**Texte fourni:**
On a trouvé un remède à la déprime saisonnière. Son nom ? Patterns in Repeat, le nouvel album de Laura Marling dont la folk délicate réchauffe et illumine nos journées depuis sa sortie, le 25 octobre. L’artiste anglaise explore les sensations nées avec l’arrivée de sa fille et livre un témoignage personnel et touchant sur l’amour filial.
DE L’IDÉE AU VÉCU
Si l’idée de maternité avait inspiré son précédent album, Song for our Daughter (2020), celle-ci est devenue très réelle pour Laura Marling, qui a accueilli son premier enfant début 2023. De ce bouleversement est né Patterns in Repeat, un recueil d’une intense douceur, enregistré dans le salon de l’artiste aux côtés de sa fille. Les mélodies subtiles et la poésie de Marling se déposent délicatement sur des arrangements débarrassés de tout artifice. Accompagnée d’une guitare, d’un quatuor de cordes et d’un mellotron, elle raconte l’amour maternel et les questionnements qu’il impose, sans jamais tomber dans les poncifs.

**Travail demandé:** Prolongez l'article sur l'album Patterns in Repeat de Laura Marling à partir de sa dernière phrase. Les enregistrements qui suivent ne sont pas nécessaires.

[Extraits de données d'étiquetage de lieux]
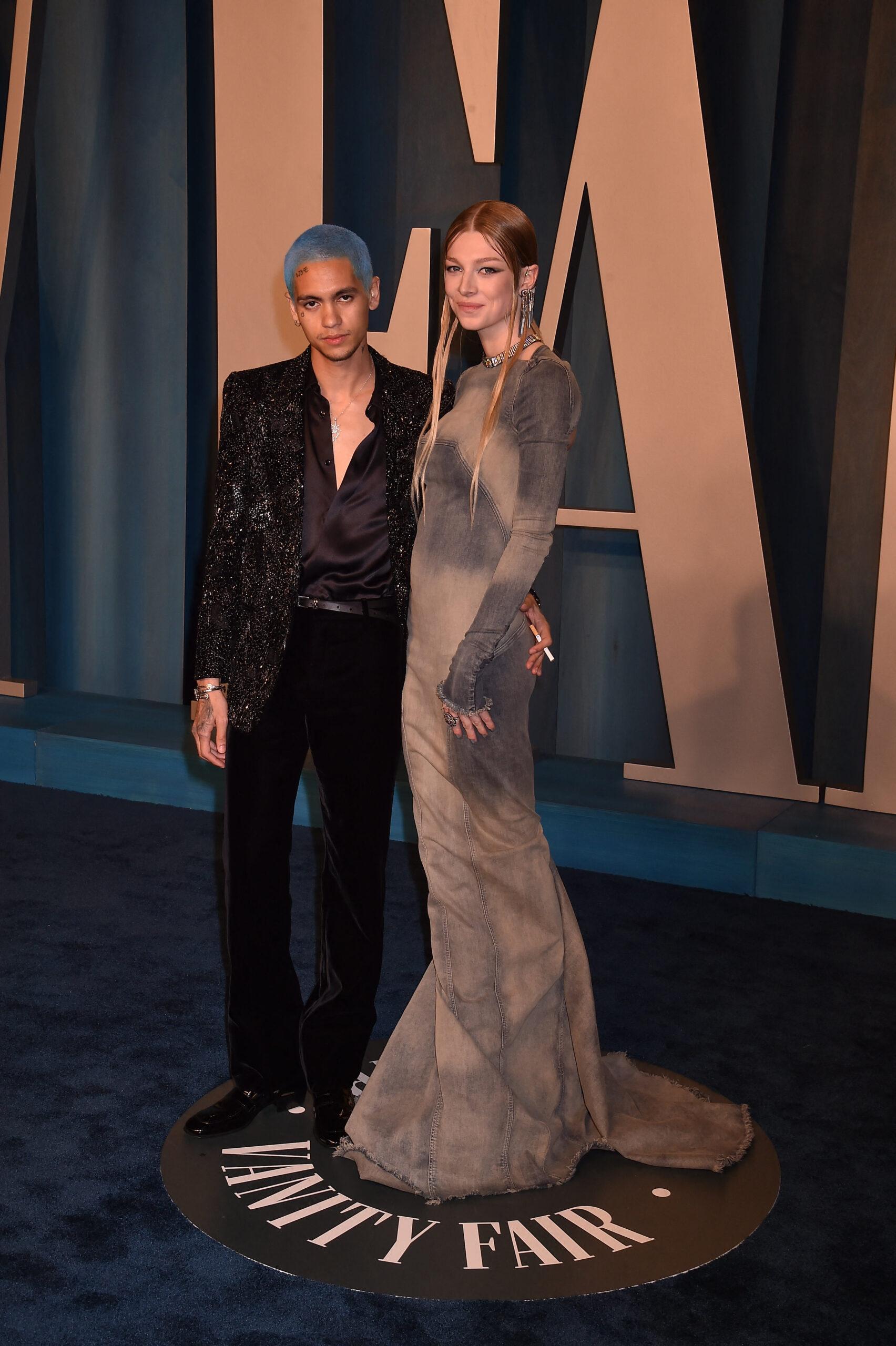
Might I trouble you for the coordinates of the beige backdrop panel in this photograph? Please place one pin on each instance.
(269, 167)
(475, 29)
(642, 154)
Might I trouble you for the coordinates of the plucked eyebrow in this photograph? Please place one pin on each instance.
(481, 260)
(334, 294)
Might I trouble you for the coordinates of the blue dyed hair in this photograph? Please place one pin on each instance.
(328, 243)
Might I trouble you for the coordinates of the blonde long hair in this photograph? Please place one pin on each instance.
(512, 233)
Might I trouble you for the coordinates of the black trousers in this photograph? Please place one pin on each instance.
(340, 694)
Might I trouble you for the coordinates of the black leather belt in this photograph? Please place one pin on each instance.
(365, 607)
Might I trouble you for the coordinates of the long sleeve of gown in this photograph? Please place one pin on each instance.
(221, 570)
(544, 416)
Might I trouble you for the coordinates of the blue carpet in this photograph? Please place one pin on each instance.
(112, 980)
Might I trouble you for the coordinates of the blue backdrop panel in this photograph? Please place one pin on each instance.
(111, 172)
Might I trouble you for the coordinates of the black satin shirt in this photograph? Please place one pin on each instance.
(345, 535)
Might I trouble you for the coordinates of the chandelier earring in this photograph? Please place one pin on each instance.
(526, 309)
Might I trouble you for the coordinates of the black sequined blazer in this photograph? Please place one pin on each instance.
(252, 571)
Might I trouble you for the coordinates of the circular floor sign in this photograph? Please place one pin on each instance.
(275, 1196)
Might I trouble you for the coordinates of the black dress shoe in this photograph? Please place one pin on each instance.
(239, 1108)
(333, 1109)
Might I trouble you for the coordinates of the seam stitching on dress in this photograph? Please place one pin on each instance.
(450, 970)
(482, 491)
(505, 1151)
(434, 1133)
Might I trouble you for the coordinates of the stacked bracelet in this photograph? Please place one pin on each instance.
(201, 694)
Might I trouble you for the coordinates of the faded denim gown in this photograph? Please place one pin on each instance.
(494, 1080)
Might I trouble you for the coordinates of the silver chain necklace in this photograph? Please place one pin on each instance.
(494, 361)
(334, 421)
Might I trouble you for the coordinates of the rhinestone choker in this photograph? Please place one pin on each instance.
(494, 361)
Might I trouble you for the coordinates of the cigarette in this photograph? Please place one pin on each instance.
(538, 638)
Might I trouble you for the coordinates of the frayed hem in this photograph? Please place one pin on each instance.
(346, 1147)
(746, 1143)
(726, 1161)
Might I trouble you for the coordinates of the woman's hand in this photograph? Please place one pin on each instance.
(469, 725)
(536, 618)
(211, 717)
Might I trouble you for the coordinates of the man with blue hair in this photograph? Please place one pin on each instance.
(303, 617)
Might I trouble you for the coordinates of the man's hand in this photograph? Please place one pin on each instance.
(210, 729)
(536, 618)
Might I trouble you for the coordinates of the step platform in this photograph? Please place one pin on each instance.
(594, 819)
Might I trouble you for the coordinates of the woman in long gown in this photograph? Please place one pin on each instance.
(494, 1080)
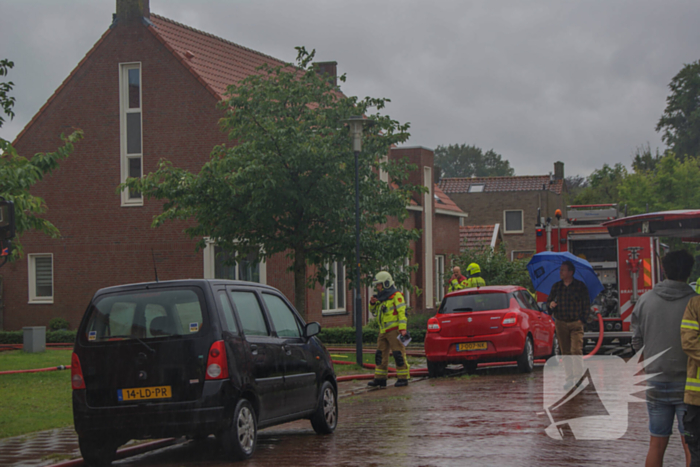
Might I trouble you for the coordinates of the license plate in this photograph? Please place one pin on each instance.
(155, 392)
(472, 346)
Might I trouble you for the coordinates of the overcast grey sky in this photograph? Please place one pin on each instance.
(536, 80)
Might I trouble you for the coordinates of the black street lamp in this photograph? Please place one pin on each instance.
(356, 123)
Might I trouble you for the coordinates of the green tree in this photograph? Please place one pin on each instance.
(460, 160)
(287, 184)
(496, 266)
(680, 122)
(644, 160)
(603, 185)
(675, 184)
(18, 174)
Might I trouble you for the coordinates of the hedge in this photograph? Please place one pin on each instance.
(52, 337)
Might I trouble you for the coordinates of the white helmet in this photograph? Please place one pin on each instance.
(383, 278)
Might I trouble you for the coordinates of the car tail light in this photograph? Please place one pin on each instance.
(76, 373)
(217, 365)
(433, 325)
(510, 319)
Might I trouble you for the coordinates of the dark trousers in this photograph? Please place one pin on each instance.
(691, 424)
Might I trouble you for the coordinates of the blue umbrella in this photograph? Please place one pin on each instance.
(544, 272)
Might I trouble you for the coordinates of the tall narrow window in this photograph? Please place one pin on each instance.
(131, 129)
(40, 278)
(333, 292)
(439, 277)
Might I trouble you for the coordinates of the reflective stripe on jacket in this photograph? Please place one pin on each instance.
(390, 313)
(690, 340)
(457, 285)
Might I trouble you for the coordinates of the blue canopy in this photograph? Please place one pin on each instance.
(544, 272)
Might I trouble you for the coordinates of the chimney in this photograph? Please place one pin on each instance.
(559, 170)
(330, 69)
(129, 10)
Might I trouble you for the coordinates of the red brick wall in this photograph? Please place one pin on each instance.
(103, 244)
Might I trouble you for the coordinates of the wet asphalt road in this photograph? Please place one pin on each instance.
(491, 419)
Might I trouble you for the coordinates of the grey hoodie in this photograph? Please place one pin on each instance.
(656, 326)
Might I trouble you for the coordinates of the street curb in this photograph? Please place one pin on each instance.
(123, 453)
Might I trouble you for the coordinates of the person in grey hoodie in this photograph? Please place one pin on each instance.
(656, 323)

**Réponse:**
Il serait toutefois réducteur de faire de Patterns in Repeat un album sur la maternité. Ce lien unique et le nouveau rôle qu’il implique sont le point de départ d’une réflexion sur la cyclicité du temps et l’ensemble des relations qui nous construisent. En filigrane, elle nous enjoint à ralentir et à nous concentrer sur l’essentiel.
À chaque instant, on est désarmé par la justesse des images. On se laisse bercer par la voix de l’artiste et on se demande comment d’un salon londonien peut émaner autant de lumière.
LE TEMPS DE L’ÉMERVEILLEMENT
Child of mine marque le retour à l’écriture de l’autrice-compositrice. Comme pour symboliser cette transition, elle s’ouvre sur l’enregistrement d’une scène domestique. Sa voix, rieuse, celles de son compagnon et de sa fille nous placent d’emblée dans une sorte de cocon. On y restera confortablement lové jusqu’à la fin de l’album.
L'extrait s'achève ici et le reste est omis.